Short problem:
Reproduce all the items with "rings" switched to "loops", leaving every other word unchanged.

Records:
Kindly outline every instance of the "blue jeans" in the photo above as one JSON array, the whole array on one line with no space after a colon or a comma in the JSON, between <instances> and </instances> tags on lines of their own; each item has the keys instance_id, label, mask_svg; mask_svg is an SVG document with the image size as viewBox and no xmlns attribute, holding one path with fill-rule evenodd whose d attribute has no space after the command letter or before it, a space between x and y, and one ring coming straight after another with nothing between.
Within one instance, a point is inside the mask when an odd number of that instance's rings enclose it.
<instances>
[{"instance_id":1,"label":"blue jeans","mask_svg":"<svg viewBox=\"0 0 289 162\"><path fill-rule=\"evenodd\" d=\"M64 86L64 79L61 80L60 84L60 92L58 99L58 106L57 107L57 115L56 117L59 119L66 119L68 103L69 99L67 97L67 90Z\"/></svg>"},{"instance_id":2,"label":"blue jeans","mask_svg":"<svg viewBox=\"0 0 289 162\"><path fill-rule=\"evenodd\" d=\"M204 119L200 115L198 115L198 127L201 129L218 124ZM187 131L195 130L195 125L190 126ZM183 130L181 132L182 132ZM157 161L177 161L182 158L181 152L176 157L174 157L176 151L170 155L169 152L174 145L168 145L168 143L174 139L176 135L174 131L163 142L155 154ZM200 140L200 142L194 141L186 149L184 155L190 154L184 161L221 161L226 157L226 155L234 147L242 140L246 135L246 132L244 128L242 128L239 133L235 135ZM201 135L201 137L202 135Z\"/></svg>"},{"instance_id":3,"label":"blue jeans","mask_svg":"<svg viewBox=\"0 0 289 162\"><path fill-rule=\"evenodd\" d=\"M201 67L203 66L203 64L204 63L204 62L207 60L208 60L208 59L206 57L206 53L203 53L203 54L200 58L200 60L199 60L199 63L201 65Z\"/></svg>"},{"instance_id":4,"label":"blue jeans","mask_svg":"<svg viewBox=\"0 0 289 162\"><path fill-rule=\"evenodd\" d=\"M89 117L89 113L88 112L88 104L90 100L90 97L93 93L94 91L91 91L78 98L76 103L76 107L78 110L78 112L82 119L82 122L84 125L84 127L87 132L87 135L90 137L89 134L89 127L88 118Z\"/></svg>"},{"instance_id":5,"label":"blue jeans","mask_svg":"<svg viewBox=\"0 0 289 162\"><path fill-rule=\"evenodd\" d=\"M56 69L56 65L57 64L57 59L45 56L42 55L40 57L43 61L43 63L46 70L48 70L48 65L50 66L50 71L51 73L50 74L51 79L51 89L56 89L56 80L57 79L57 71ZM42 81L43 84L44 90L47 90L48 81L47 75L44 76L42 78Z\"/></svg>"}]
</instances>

Problem solution:
Kindly outline every instance of the "blue jeans" in the photo above as one JSON array, the whole array on one line with no space after a colon or a comma in the JSON, between <instances> and </instances> tags on lines of their own; each item has the keys instance_id, label, mask_svg; mask_svg is an SVG document with the image size as viewBox and no xmlns attribute, holding one path with fill-rule evenodd whose d attribute has no space after the command letter or before it, a space between x and y, and one ring coming straight after another with nothing between.
Within one instance, a point is inside the mask when an odd number of that instance's loops enclose it.
<instances>
[{"instance_id":1,"label":"blue jeans","mask_svg":"<svg viewBox=\"0 0 289 162\"><path fill-rule=\"evenodd\" d=\"M64 86L64 79L61 80L60 84L60 92L58 99L58 106L57 107L57 115L56 117L59 119L66 119L68 103L69 99L67 97L67 90Z\"/></svg>"},{"instance_id":2,"label":"blue jeans","mask_svg":"<svg viewBox=\"0 0 289 162\"><path fill-rule=\"evenodd\" d=\"M204 119L200 115L198 115L198 127L201 129L218 124ZM187 131L195 130L195 125L190 126ZM183 130L181 132L182 132ZM157 161L177 161L182 158L181 152L176 157L174 157L176 151L170 155L169 152L174 145L168 145L168 143L174 139L176 135L174 131L163 142L155 154ZM200 140L200 142L194 141L186 149L184 155L190 154L184 161L221 161L226 157L226 155L234 147L242 140L246 135L246 132L244 128L242 128L239 133L235 135ZM201 135L201 137L202 135Z\"/></svg>"},{"instance_id":3,"label":"blue jeans","mask_svg":"<svg viewBox=\"0 0 289 162\"><path fill-rule=\"evenodd\" d=\"M201 67L203 66L203 64L204 63L204 62L207 60L208 60L208 59L206 57L206 53L203 53L203 54L200 58L200 60L199 60L199 63L201 65Z\"/></svg>"},{"instance_id":4,"label":"blue jeans","mask_svg":"<svg viewBox=\"0 0 289 162\"><path fill-rule=\"evenodd\" d=\"M89 117L89 113L88 112L88 104L90 100L90 97L93 93L94 91L91 91L78 98L76 103L76 107L78 110L78 112L82 119L82 122L84 125L84 127L87 132L87 135L90 137L89 134L89 127L88 118Z\"/></svg>"},{"instance_id":5,"label":"blue jeans","mask_svg":"<svg viewBox=\"0 0 289 162\"><path fill-rule=\"evenodd\" d=\"M56 69L56 65L57 64L57 59L45 56L42 55L40 57L43 61L43 63L46 70L48 70L48 65L50 66L50 71L51 73L50 74L51 79L51 89L56 89L56 80L57 79L57 71ZM42 81L43 84L44 90L47 90L48 81L47 75L44 76L42 78Z\"/></svg>"}]
</instances>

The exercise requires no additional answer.